TASK:
Can you turn the lines below into a numbered list and omit any blank lines?

DATA FOR THE TASK:
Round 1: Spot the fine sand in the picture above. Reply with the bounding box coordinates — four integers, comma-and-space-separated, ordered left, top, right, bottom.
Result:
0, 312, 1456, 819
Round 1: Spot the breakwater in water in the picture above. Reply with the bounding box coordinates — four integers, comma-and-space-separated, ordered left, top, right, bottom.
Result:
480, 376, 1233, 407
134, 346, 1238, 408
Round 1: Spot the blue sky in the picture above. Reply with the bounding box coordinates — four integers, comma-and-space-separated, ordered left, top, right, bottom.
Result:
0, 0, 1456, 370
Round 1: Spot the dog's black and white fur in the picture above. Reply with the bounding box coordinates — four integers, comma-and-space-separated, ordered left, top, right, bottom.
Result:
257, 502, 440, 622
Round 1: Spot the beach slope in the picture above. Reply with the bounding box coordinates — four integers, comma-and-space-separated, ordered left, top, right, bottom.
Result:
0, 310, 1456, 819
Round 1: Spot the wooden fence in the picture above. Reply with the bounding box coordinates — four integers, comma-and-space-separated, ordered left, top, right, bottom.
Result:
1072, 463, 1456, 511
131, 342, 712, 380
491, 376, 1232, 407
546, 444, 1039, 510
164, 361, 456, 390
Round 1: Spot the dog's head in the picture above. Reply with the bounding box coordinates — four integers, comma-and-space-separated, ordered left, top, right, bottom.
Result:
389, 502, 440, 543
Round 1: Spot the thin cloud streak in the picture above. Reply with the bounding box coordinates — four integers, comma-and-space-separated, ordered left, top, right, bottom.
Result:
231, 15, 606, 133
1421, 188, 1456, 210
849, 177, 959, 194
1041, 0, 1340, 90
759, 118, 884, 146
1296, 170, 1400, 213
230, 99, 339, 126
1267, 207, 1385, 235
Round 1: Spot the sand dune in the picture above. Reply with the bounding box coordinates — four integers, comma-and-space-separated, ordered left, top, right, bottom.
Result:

FULL ANSWER:
1. Round 1: Spot the fine sand in the picture above. Reply with the bounding box coordinates — four integers, comma-and-space-separated, ordered left, top, right, bottom.
2. Result:
3. 0, 312, 1456, 819
4. Round 1: Spot the breakwater in water in the picture above. Reply with the bounding box coordinates — four integers, comma-and-space-separated, ordered left, top, right, bottom.
5. Result:
6. 480, 376, 1233, 407
7. 134, 346, 1238, 408
8. Round 1: Spot the blue sky in the picture above. Reply with the bounding box coordinates — four integers, comma-and-space-separated, ordered left, top, right, bottom.
9. Result:
10. 0, 0, 1456, 370
11. Round 1: Spot the dog's black and white fur in the picture above. Reply with the bounding box coordinates — four integers, comma-and-space-separated, ordered left, top, right, bottom.
12. Result:
13. 257, 502, 440, 622
14. Round 1: Spot the beach slope in the picture above. Reply with the bounding box coordinates — four integers, comma-and-space-separated, ordered left, top, right, bottom.
15. Result:
16. 0, 310, 1456, 819
17. Round 1: Spot the wooden fence in the picture above. Reply with the bounding box coordinates — four integers, comma-and-space-separated, ordered left, top, right, bottom.
18. Result:
19. 1072, 463, 1456, 511
20. 131, 342, 712, 380
21. 491, 376, 1232, 407
22. 546, 444, 1039, 510
23. 164, 361, 456, 390
24. Round 1: Spot the dog's head in the picture above. Reply with the bounding box coordinates — four integers, comma-and-space-separated, ordered left, top, right, bottom.
25. Result:
26. 389, 502, 440, 543
27. Round 1: Spot the thin cloud streak in the picture above. Reply with the bounding box coordinates — four integers, comma-and-space-separated, ordered left, top, right, bottom.
28. Result:
29. 231, 15, 606, 133
30. 1421, 188, 1456, 210
31. 849, 177, 959, 194
32. 1041, 0, 1340, 90
33. 759, 118, 884, 146
34. 1296, 170, 1400, 213
35. 230, 99, 339, 126
36. 1267, 207, 1385, 235
37. Round 1: Spot the sand dune in the picture above. Reply with the bounding box coordinates — four integers, comma-and-space-separated, ordered left, top, right, bottom.
38. Result:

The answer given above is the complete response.